Exercise goal:
The records that follow are to be repeated exactly, with the pictures removed.

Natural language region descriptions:
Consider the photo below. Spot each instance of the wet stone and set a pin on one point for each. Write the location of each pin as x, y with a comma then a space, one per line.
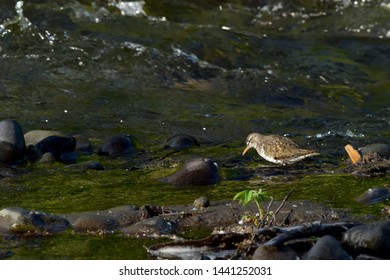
94, 223
83, 145
180, 142
274, 253
117, 145
22, 221
35, 136
201, 202
88, 165
374, 195
372, 239
198, 171
327, 248
57, 145
155, 226
12, 144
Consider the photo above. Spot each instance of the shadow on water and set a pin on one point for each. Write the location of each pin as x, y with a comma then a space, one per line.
216, 70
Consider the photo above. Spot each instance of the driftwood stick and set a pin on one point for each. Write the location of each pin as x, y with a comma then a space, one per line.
280, 206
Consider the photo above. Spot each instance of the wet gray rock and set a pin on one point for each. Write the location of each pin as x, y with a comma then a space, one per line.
372, 239
374, 195
180, 142
83, 145
47, 158
117, 145
155, 226
274, 253
327, 248
57, 146
198, 171
22, 221
377, 150
94, 223
12, 144
201, 202
88, 165
35, 136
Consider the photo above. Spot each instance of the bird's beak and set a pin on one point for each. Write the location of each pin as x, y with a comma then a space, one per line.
245, 150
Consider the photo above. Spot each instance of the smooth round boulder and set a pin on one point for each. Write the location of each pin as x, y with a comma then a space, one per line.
372, 239
274, 253
32, 137
12, 144
180, 142
197, 171
117, 145
327, 248
57, 145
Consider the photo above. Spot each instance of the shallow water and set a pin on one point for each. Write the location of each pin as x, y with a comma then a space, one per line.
217, 70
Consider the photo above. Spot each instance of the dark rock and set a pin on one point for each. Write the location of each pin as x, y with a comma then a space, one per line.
375, 150
57, 145
198, 171
155, 226
118, 145
12, 144
274, 253
22, 221
83, 145
47, 158
35, 136
68, 158
180, 141
201, 202
372, 239
94, 223
83, 166
327, 248
5, 254
374, 195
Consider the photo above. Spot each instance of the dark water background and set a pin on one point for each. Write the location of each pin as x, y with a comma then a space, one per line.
317, 71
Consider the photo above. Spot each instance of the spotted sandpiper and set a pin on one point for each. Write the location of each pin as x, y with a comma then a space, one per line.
277, 149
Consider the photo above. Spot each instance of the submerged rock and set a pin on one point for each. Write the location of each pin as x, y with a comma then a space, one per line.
374, 195
274, 253
180, 142
117, 145
372, 239
94, 223
327, 248
198, 171
57, 146
35, 136
12, 144
22, 221
155, 226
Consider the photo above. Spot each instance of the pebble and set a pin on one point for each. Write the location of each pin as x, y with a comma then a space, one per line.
327, 248
374, 195
274, 253
117, 145
197, 171
57, 146
18, 220
180, 142
12, 144
34, 136
94, 223
371, 239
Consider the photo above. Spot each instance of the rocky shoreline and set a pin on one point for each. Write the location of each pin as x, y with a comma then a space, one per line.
310, 231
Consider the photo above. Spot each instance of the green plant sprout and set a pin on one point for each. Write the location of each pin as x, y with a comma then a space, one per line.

Exercise result:
Consider the photo below. Spot each instance of the wet stone and set a pin on one point for each. Write the location of each pin as x, y with a comma then a space, one per line.
94, 223
83, 145
180, 142
274, 253
117, 145
22, 221
35, 136
201, 202
88, 165
374, 195
372, 239
198, 171
327, 248
57, 145
155, 226
12, 144
Consider the photo above. Spot each instance of the shadow on water and set a pin on one point for each. Write the location of each pin as x, y with a comma then a space, one per line.
216, 70
Consider the photo above. Spot each instance of the driftwood stick and set a pin on one point for each. Write the location of each pin as x, y with a comma then a space, one per line.
280, 206
Consider the photo above. Spot each instance of the wet gray rock and set a pin on one point for each. Write the location of each pin as x, y with a comma then a space, one per line.
372, 239
374, 195
180, 142
83, 145
47, 158
117, 145
155, 226
274, 253
327, 248
57, 146
198, 171
22, 221
377, 150
94, 223
12, 144
201, 202
88, 165
35, 136
Consider the photo above. Spot each instance of the bird's beak and set a pin on one point for each. Write the location of each pin as x, y with a comma then a space, one per line.
245, 150
Consider the photo above. Spot each instance of the smooth round boulder and set a pin on one point for each. Write the location of each pin as x, y with a comma then a space, one per line.
372, 239
274, 253
32, 137
12, 144
180, 142
197, 171
117, 145
327, 248
57, 145
Consider the photo above. Spot each instance of the shallow water and set a pin on one point for each. Write the location of each pin as x, y with a comma then a space, one per line.
217, 70
Consider the photo above. Spot each instance of the dark rock and set a pin on one point for each. Write the location of each pin as x, y with a comma then a space, one per line.
375, 150
57, 145
198, 171
155, 226
118, 145
12, 144
274, 253
22, 221
83, 145
47, 158
35, 136
68, 158
180, 141
201, 202
372, 239
94, 223
83, 166
327, 248
5, 254
374, 195
Consider the photo above. Spot each instance of the dark water background and set a pin on one point for each. Write the location of each pin as x, y with a comma then a space, one per line.
317, 71
Consider the photo above. Spot each instance of the spotted sandpiper and set a pin on one point for each. Write the location of each pin as x, y with a comma then a space, one per line.
277, 149
Consider the photo above. Spot each instance of the submerged rock and set a pin on one point for each. Write the location of each pin as x, y with a comma then a space, one per line.
374, 195
274, 253
180, 142
117, 145
372, 239
94, 223
327, 248
198, 171
57, 146
35, 136
12, 144
22, 221
155, 226
Consider the photo above. Spot each instance of the pebble and set a pin on one point for each. Write the location of each pin as x, y with a comma then a space, one per line.
327, 248
374, 195
274, 253
117, 145
197, 171
57, 146
18, 220
180, 142
12, 144
34, 136
94, 223
371, 239
Consider the photo above. Spot each instance of the rocky shoreline and set a pin on one point for each. Write the location of each pin as x, y with a comma then a space, one per line.
310, 231
Consider the photo above. Spot each instance of the green plant sprout and set a pin on one point for each. Write the location of each pin as x, y with a comma then a space, one per line.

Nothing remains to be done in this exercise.